[WRITTEN REQUEST] In the issue text below on the /query endpoint, list every field name that appears in the example schema.

Breaking change: Standardized schemas returned by /query endpoint

confluentinc / ksql

The database purpose-built for stream processing applications.

Other

128 stars 1.04k forks source link

The websocket /query endpoint returns the schema of the result in the first row. The RESTful response from /query does not include a schema at all. (The CLI gets around this by first querying for the schema).

The schema returned by the websocket is in the form:

[
{"name":"ROWTIME","schema":{"type":"BIGINT","fields":null,"memberSchema":null}},
{"name":"ROWKEY","schema":{"type":"STRING","fields":null,"memberSchema":null}},
{"name":"VIEWTIME","schema":{"type":"BIGINT","fields":null,"memberSchema":null}},
{"name":"PAGEID","schema":{"type":"STRING","fields":null,"memberSchema":null}},
{"name":"USERID","schema":{"type":"ARRAY","fields":null,"memberSchema":"STRING"}}
]

i.e. its a JSON document describing a Connect style schema.

[DATASET ENTRIES]
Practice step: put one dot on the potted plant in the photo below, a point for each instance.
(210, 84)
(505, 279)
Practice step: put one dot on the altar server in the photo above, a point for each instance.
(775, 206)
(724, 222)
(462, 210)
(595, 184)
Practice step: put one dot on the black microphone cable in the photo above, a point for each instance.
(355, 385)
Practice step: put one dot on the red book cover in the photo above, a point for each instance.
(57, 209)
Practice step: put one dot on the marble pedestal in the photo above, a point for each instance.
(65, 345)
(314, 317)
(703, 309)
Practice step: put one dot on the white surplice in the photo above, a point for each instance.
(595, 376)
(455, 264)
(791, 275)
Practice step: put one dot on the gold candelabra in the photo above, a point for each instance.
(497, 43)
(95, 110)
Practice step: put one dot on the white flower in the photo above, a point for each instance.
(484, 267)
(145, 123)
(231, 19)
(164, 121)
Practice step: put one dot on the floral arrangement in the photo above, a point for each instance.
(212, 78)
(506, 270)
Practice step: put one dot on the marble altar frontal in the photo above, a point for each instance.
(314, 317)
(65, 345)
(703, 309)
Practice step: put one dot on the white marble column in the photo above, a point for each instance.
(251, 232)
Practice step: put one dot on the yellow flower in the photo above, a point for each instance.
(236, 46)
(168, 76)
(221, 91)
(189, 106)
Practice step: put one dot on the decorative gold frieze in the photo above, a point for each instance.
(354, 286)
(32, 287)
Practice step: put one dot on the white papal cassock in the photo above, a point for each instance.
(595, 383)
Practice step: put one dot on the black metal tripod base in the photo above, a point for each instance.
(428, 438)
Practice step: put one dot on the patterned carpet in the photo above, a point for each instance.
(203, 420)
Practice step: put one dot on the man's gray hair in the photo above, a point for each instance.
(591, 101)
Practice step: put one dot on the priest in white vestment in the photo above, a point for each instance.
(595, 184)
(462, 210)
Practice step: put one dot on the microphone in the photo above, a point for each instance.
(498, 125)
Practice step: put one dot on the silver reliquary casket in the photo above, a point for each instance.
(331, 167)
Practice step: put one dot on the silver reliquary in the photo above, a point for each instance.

[THE ANSWER] ROWTIME, ROWKEY, VIEWTIME, PAGEID, USERID